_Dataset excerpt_
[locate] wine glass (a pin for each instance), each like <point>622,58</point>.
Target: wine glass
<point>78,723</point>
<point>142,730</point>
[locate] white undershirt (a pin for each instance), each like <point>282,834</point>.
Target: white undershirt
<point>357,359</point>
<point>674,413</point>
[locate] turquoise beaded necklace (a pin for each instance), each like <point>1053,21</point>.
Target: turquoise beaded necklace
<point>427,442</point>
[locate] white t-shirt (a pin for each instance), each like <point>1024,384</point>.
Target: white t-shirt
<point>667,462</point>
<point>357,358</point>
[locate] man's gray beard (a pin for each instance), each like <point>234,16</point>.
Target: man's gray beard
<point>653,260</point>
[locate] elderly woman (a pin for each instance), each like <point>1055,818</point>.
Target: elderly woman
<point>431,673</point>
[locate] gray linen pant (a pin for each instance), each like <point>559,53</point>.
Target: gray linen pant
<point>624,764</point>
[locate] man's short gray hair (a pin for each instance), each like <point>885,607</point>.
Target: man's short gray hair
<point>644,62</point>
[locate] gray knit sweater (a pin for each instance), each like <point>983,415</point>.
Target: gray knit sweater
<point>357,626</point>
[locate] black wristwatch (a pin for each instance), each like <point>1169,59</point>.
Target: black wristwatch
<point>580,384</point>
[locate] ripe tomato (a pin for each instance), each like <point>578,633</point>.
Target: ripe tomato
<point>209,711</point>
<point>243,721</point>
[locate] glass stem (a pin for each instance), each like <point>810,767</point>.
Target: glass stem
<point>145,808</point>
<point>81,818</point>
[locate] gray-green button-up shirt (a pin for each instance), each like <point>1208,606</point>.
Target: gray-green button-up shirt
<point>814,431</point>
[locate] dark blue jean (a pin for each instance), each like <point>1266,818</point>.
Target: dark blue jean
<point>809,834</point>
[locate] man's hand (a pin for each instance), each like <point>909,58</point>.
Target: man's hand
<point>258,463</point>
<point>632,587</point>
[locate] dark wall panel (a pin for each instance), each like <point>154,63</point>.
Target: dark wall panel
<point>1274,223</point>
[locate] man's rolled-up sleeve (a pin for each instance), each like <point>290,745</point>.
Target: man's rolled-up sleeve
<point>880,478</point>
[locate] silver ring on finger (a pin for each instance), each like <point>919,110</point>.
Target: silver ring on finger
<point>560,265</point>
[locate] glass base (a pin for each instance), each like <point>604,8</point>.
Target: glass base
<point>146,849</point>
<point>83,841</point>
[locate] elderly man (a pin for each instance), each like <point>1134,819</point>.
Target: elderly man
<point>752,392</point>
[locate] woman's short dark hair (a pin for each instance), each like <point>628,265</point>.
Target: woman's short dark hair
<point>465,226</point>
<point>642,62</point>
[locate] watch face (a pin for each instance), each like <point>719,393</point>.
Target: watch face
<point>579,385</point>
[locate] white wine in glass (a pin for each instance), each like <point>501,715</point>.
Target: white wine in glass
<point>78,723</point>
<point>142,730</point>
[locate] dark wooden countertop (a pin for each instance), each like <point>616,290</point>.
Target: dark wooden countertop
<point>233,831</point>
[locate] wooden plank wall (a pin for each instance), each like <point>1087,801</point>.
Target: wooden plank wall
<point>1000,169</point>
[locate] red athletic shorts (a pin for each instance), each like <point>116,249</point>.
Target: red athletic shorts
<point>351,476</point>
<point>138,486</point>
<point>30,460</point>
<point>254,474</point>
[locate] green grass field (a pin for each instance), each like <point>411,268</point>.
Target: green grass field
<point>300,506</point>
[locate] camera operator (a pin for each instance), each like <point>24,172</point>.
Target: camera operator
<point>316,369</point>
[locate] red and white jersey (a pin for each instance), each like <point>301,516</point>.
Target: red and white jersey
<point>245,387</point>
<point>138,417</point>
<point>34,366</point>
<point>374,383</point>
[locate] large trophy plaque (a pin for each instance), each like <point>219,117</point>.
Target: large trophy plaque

_Stated task_
Return, unchanged, the lines of the records from the one containing "[locate] dark blue" up to and including the one containing "<point>632,587</point>".

_Answer to this problem_
[locate] dark blue jean (a pin for each instance), each like <point>1266,818</point>.
Target: dark blue jean
<point>809,834</point>
[locate] man's hand (a pin for each instance), each like <point>909,58</point>.
Target: man's hand
<point>258,463</point>
<point>632,587</point>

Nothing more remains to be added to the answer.